▶ [EXTRAIT DE PAGE]
· · · · · · ·
Le constitutionnalisme, c’est cette idée, forgée au XVIIIe siècle et inspirée de la pensée libérale, selon laquelle une constitution peut et doit poser des limites au pouvoir absolu. Des projets constitutionnels sont alors écrits mais jamais mis en œuvre, des constitutions sont adoptées (en 1789 aux États-Unis, en 1791 en France) et depuis lors le modèle ne cesse de s’étendre, en Europe et en Amérique latine au XIXe siècle, dans les pays décolonisés dans la deuxième partie du XXe siècle et encore aujourd’hui. Ces textes garantissent généralement des droits humains, droits dont il est aisé de constater qu’ils ne sont pas respectés. L’ouvrage de Fontaine interroge donc cette « inefficacité constitutionnelle » et les raisons de cette impuissance. Elles sont nombreuses. (...)
En France par exemple, c’est le président de la République qui est le garant de la Constitution, ce qui semble aussi malin que de confier à un chien la garde du jambon. Fontaine note aussi pour l’exemple français qu’il est beaucoup question d’adapter le cadre constitutionnel à la pratique du pouvoir alors qu’on espérait plutôt l’inverse, que le pouvoir respectât les textes. (...)
· · · · · · ·
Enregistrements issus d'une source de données

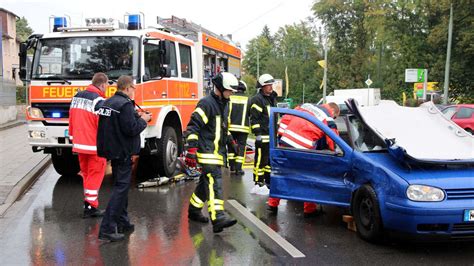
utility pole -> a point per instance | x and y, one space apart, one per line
325 71
303 92
258 64
448 56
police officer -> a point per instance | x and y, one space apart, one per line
207 138
239 127
259 122
118 139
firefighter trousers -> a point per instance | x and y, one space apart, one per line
261 169
116 213
92 171
208 189
236 160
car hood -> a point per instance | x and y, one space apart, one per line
443 176
419 134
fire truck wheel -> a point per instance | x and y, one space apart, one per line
65 164
167 152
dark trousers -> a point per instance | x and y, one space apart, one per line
236 161
116 213
208 189
261 169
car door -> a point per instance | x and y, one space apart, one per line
309 174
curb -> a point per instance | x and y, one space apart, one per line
· · · · · · ·
▶ [DÉFIS]
1. D'après l'extrait sur le constitutionnalisme, en quelle année la France a-t-elle adopté une constitution ?
2. Présentez toutes les lignes des enregistrements sous forme de liste numérotée, sans les lignes vides. Laissez les images de côté dans votre réponse.

▶ [RÉPONSES PAR TÂCHE]
1. En 1791.

2.
1. utility pole -> a point per instance | x and y, one space apart, one per line
2. 325 71
3. 303 92
4. 258 64
5. 448 56
6. police officer -> a point per instance | x and y, one space apart, one per line
7. 207 138
8. 239 127
9. 259 122
10. 118 139
11. firefighter trousers -> a point per instance | x and y, one space apart, one per line
12. 261 169
13. 116 213
14. 92 171
15. 208 189
16. 236 160
17. car hood -> a point per instance | x and y, one space apart, one per line
18. 443 176
19. 419 134
20. fire truck wheel -> a point per instance | x and y, one space apart, one per line
21. 65 164
22. 167 152
23. dark trousers -> a point per instance | x and y, one space apart, one per line
24. 236 161
25. 116 213
26. 208 189
27. 261 169
28. car door -> a point per instance | x and y, one space apart, one per line
29. 309 174
30. curb -> a point per instance | x and y, one space apart, one per line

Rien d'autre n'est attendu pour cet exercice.